Brief:
Update these items by replacing "excavator boom arm" with "excavator arm" and keeping everything else the same. Leave the pictures out of your answer.

Supplied data:
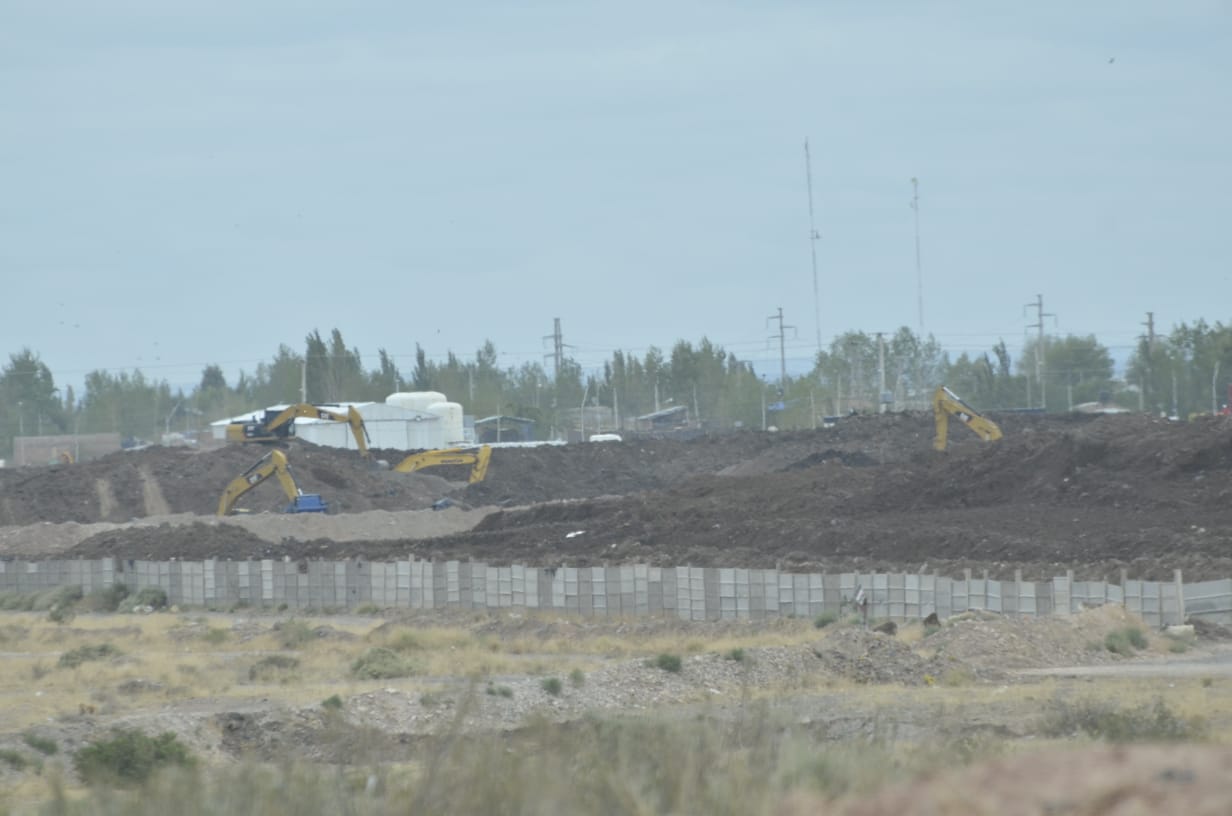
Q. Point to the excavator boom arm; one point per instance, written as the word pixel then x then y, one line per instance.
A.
pixel 945 404
pixel 280 425
pixel 272 464
pixel 477 457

Solution for this task:
Q. Point to the excavator arm; one point per instance, written as the word pixel then x then y, one line per instance.
A.
pixel 945 404
pixel 280 425
pixel 272 464
pixel 477 457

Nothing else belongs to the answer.